» GIVEN TEXT:

Samuel Wilson

Samuel Wilson, 1766-1854
Samuel Wilson, 1766-1854

Samuel Wilson was a middle child, born the seventh of thirteen children. He came to this world near Boston, Massachusetts, on September 13th, 1766. And he was a solid American, the descendent of one of the oldest families of Boston.

But when he was a boy his family did what many American families have done. They moved, searching for greener pastures. And so they left Massachusetts and resettled in New Hampshire.

Around the same time, our nation was born, and war came to the colonies. There are many things that can kill children before they reach adulthood, and war is one of them. Samuel took the risk. He joined the Revolutionary Army at age 14. But seven months later the war ended and he returned home alive, a war veteran at age 15.

Adventure has also been known to kill people at a young age. But Samuel was willing to take that risk, also. At age 22 he caught the traveling spirit, and he and his brother, Ebeneezer, headed west on foot. They settled in the pioneer town of Troy, New York.

Samuel and Ebeneezer teamed up in Troy and started a family business. At first they invested their sweat and energy into making bricks. The hard work didn’t kill them, and after this success they moved on to the laborious trade of meatpacking.

Then the brothers made a risky business decision. They leased some land along the Hudson River and built a dock. Now they were able to ship meat to buyers downriver, and throughout the country. And the risk paid off. The two men prospered. Soon their business grew so large it employed about 200 people.

Samuel Wilson became rich.

Many men wait until they’ve proven themselves before they start a family. At age 31, Samuel’s new fortune emboldened this rich bachelor to travel back to New Hampshire and marry Betsey Mann. She was the daughter of Captain Benjamin Mann, a Revolutionary War hero who fought at Bunker Hill. Samuel brought Betsey back to Troy, and they began adding new little Wilson citizens to the town’s population.

» WHAT YOU NEED TO DO:
Continue the Samuel Wilson biography from the point where it stops.

» MATERIAL PROVIDED:
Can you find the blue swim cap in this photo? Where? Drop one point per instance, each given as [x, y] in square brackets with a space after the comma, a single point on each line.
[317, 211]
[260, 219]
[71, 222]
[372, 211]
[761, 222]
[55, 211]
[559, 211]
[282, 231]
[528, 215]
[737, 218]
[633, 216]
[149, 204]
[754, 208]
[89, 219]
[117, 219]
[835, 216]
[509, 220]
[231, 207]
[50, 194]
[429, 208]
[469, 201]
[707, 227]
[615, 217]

» RESULT OF THE EXERCISE:
Prosperous family members tend to attract other family members. And so it happened with the Wilsons and the Manns. Many of their numerous extended family members relocated, so that before long the town of Troy was abustle with brothers, sisters, in-laws, nephews, and nieces of Samuel and Ebeneezer. Samuel didn’t mind. In fact, he liked it when his little nephews and nieces saw him on the street and called out to their uncle. He was an affable man, and very family-oriented.

In fact, his avuncular ways were popular even with those who were not related to him. Samuel Wilson had become a beloved pillar of his community.

And then war broke out again. In 1812, the new United States declared hostilities against their old enemy, Great Britain. Britain was testing the muscles of our young stripling nation.

Our military began recruiting, and the ranks of our army and navy swelled. With all these new recruits came a new need. Food. The U.S. Government had to feed its growing military forces.

We often associate prosperity with peace. But it’s also quite available with war, at least for those who are strategically positioned. And Samuel and Ebeneezer were in just such a position. They subcontracted with a man named Elbert Anderson, from New York City, to provide meat from their meatpacking operation for troops in New York and New Jersey.

They stamped each barrel of meat with the initials “E.A.–U.S”. “E.A.” stood for “Elbert Anderson”. But what did the “U.S.” stand for? Nowadays it’s easy to assume it stood for the United States. But this was 1812. Our country was still very young, and so the initials “U.S.” were not quite so obvious to the average citizen.

One day a visitor to Troy asked a dockworker about the meaning of the “U.S.” initials. This dockworker was very familiar with the popular and avuncular Samuel Wilson, so he jokingly replied, “Why, Uncle Sam Wilson! It is he who is feeding the army.” Several bystanders overheard him, and they repeated the joke.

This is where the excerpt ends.